**Text section:**
····················

Generally speaking, it’s a fun project – and it’s actually something I can go back to quite quickly (once I go over the shock of “urgh C++” – I actually DO like C++, but I did AoC in Go, and it’s a fairly different language) and implement a thing or two here or there, which is nice. For instance, a few months ago, I went “given my current code, can I add support for Julia sets within 10 minutes before going to bed?” and the answer was yes:

Julia set for z = -0.4+0.6i

New year, new 52frames

A while ago, I participated somewhat regularly to the 52frames challenge. 52 weeks, 52 themes, 52 pictures. I kind of liked it, the themes are typically “challenging, but open enough”, and I quite like the “extra credit” that allows to either add another constraint or not. But eventually I ended up missing a week, two weeks, … many weeks, and it disappeared from the “things I do”.

New year times are obviously a “common” time to re-start that kind of challenges, and since I’m the least original person in the world, well, I’m restarting a run this week – I checked earlier that I still had an active ID, and I intend to submit a picture for this week’s challenge, Self-Portrait.

And since I decided I’d put more content on my blog, I’ll also post what I do here whenever the album is published (typically on Wednesdays, if I remember correctly) – in a way, I’m adding some additional accountability 😉

So – see you next week – in the meantime, I need to shoot a self-portrait 🙂 (Well, another one. The one on top of this post is a few months old already.)

#balisebooks from the end of the year

(Ce billet est traduit en français ici : #balisebooks de fin d’année)

I’m so behind on my reporting that it’s not even funny. So, the plan: remove the backlog before new year, and start 2019 on a reasonably clean slate. Let’s go!

····················

**Excerpted data:**

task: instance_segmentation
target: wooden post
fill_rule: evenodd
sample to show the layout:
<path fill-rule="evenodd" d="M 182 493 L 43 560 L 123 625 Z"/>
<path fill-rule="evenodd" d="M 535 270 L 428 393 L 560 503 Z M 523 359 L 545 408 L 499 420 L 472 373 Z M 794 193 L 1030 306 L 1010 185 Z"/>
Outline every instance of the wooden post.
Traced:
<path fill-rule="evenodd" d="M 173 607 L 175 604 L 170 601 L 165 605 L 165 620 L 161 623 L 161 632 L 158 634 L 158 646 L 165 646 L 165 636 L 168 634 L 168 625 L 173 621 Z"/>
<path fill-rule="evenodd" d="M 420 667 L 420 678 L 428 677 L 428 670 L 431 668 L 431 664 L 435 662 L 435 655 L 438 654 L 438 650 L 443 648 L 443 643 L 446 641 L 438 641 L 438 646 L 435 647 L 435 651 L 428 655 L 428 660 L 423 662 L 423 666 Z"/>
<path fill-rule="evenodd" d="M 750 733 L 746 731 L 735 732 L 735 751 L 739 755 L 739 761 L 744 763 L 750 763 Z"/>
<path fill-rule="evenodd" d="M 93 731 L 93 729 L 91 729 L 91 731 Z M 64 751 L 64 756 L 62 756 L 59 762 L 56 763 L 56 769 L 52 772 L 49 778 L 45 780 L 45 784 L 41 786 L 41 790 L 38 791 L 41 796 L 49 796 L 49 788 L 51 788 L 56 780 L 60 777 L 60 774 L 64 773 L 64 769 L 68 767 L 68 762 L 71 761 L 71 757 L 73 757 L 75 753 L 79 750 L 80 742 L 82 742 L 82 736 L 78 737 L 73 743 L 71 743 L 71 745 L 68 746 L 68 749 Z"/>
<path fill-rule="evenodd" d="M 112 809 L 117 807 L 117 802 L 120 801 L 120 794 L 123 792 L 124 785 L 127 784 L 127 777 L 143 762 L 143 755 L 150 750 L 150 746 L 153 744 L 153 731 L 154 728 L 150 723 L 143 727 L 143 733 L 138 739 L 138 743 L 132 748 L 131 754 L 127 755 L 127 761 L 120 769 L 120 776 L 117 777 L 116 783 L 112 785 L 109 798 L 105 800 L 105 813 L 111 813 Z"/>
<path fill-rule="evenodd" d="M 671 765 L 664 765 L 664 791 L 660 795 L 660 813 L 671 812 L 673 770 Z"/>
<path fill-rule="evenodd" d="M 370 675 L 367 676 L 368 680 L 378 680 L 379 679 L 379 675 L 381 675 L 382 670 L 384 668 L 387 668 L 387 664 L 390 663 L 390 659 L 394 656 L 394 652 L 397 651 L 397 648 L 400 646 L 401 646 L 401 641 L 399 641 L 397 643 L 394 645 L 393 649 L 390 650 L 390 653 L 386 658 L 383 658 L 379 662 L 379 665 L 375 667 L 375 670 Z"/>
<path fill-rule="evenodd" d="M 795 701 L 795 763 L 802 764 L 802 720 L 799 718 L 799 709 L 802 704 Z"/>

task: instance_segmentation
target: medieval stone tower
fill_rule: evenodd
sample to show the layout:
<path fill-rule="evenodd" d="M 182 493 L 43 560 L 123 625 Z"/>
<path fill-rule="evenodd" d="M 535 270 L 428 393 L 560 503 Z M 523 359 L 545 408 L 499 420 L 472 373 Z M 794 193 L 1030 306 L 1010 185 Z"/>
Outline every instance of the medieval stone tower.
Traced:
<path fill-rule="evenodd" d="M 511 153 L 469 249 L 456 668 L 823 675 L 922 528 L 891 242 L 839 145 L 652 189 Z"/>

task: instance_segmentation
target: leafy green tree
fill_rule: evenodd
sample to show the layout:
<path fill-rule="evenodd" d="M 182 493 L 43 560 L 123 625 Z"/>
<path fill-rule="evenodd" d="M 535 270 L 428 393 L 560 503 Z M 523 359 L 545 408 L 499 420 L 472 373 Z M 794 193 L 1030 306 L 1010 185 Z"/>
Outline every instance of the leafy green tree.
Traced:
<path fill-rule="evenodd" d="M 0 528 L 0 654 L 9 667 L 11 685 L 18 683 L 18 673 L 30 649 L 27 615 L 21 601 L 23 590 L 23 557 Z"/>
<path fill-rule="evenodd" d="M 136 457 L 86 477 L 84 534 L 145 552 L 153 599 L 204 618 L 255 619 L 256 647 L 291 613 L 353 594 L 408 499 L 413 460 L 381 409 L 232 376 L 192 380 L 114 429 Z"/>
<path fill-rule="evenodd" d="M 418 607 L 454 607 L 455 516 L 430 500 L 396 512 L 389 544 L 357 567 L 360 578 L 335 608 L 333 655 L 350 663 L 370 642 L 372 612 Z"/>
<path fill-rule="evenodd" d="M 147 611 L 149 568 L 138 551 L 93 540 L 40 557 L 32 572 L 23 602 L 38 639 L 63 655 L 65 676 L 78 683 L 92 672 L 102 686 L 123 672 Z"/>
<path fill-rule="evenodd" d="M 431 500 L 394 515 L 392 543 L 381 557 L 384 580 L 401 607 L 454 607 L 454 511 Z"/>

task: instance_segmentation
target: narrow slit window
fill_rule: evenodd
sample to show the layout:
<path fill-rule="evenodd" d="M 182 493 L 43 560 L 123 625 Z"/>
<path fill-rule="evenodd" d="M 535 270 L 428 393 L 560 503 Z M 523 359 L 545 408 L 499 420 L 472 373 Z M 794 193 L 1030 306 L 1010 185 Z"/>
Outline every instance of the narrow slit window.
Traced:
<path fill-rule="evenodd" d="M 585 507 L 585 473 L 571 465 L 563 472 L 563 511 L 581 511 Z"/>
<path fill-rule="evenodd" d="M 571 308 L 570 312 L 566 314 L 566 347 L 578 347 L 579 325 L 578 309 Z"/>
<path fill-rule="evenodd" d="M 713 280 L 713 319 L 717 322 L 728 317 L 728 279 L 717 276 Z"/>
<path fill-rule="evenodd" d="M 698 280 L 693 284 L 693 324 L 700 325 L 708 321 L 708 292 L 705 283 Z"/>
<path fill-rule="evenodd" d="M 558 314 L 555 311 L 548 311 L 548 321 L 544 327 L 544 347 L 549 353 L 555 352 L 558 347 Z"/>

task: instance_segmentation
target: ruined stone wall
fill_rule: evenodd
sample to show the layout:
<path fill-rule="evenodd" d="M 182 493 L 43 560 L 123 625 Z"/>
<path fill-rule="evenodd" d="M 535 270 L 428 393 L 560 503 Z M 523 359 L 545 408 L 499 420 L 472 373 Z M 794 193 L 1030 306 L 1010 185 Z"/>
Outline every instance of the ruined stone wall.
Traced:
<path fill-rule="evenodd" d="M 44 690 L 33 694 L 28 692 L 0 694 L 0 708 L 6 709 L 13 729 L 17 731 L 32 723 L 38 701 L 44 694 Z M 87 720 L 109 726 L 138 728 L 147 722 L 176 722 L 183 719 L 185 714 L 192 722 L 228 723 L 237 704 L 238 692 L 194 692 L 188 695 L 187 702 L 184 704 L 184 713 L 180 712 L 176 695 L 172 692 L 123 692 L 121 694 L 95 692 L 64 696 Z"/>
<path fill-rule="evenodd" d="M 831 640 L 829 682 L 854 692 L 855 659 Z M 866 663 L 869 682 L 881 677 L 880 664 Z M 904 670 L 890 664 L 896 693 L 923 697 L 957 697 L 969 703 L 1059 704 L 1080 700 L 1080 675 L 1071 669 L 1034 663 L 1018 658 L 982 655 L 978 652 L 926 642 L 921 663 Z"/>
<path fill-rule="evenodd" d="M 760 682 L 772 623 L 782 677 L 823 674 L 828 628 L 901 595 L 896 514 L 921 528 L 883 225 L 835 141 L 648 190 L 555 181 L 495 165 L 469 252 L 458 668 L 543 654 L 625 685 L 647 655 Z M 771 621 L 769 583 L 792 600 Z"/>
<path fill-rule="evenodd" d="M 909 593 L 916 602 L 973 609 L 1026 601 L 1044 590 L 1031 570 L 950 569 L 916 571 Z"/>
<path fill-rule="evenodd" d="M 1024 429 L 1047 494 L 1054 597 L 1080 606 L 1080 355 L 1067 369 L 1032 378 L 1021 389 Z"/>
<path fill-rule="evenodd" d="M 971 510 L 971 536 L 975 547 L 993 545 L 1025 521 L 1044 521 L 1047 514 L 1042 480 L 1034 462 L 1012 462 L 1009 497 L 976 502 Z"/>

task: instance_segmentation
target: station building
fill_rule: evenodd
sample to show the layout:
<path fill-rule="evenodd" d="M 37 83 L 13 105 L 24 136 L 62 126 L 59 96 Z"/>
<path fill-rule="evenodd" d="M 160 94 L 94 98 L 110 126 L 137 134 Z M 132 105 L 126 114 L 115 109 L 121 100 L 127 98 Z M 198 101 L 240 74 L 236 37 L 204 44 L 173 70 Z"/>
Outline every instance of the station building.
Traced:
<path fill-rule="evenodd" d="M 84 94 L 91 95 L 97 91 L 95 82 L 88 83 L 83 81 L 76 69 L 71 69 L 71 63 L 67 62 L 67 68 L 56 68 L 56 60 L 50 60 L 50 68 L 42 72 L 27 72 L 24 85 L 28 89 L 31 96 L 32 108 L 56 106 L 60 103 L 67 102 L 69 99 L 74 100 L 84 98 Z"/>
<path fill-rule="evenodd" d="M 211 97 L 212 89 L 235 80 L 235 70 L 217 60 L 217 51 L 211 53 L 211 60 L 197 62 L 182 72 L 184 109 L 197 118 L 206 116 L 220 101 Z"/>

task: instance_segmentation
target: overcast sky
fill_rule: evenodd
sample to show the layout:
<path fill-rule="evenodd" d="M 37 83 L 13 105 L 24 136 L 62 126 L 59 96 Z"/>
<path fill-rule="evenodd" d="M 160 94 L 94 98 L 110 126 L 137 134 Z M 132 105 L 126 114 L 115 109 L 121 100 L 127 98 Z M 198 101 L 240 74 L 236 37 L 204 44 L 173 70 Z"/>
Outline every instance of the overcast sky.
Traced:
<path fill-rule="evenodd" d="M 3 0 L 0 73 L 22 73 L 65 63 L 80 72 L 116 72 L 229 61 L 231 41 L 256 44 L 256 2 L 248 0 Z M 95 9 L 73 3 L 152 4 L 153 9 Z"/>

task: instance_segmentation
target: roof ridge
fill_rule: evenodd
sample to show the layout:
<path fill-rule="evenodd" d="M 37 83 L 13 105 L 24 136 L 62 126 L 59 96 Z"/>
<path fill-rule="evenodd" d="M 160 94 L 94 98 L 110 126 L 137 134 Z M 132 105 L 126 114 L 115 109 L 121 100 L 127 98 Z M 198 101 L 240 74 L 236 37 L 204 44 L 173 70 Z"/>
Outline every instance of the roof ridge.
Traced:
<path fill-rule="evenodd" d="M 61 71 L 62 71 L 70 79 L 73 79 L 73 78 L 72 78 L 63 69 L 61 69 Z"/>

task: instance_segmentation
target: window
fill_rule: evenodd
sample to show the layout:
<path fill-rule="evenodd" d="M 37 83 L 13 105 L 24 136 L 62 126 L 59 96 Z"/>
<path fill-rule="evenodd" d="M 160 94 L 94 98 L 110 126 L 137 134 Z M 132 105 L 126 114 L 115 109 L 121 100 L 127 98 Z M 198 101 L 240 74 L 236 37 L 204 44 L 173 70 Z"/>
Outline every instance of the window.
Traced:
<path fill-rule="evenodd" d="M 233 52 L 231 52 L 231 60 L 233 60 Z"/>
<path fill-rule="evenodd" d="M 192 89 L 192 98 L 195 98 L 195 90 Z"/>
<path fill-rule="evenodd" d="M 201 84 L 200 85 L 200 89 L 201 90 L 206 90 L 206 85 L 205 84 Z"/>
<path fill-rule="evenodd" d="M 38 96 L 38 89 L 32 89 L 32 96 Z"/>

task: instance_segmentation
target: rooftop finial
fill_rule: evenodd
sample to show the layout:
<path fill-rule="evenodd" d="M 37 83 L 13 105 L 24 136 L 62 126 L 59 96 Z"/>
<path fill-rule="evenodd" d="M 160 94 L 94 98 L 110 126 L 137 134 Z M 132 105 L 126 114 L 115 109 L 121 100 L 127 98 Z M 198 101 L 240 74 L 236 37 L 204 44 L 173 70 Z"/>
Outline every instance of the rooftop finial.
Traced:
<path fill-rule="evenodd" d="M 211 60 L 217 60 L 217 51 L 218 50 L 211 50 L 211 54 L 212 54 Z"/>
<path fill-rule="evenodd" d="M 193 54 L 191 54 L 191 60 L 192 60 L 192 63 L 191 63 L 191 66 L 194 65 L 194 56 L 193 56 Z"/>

····················

**Written task 1:**
Summarize the blog excerpt in three sentences.
**Written task 2:**
Rewrite the blog excerpt from "(Ce billet est" up to and including "slate. Let’s go!", replacing "backlog" with "queue".

**Written solution 1:**
The author describes a fun C++ project that is easy to return to, noting that support for Julia sets was added within ten minutes one evening. The author is also restarting the 52frames challenge of 52 weekly themes and pictures, intends to submit a picture for this week's Self-Portrait theme, and plans to post each result on the blog for added accountability. Finally, the author aims to clear a backlog of #balisebooks reports before the new year so as to start 2019 on a reasonably clean slate.

**Written solution 2:**
(Ce billet est traduit en français ici : #balisebooks de fin d’année)

I’m so behind on my reporting that it’s not even funny. So, the plan: remove the queue before new year, and start 2019 on a reasonably clean slate. Let’s go!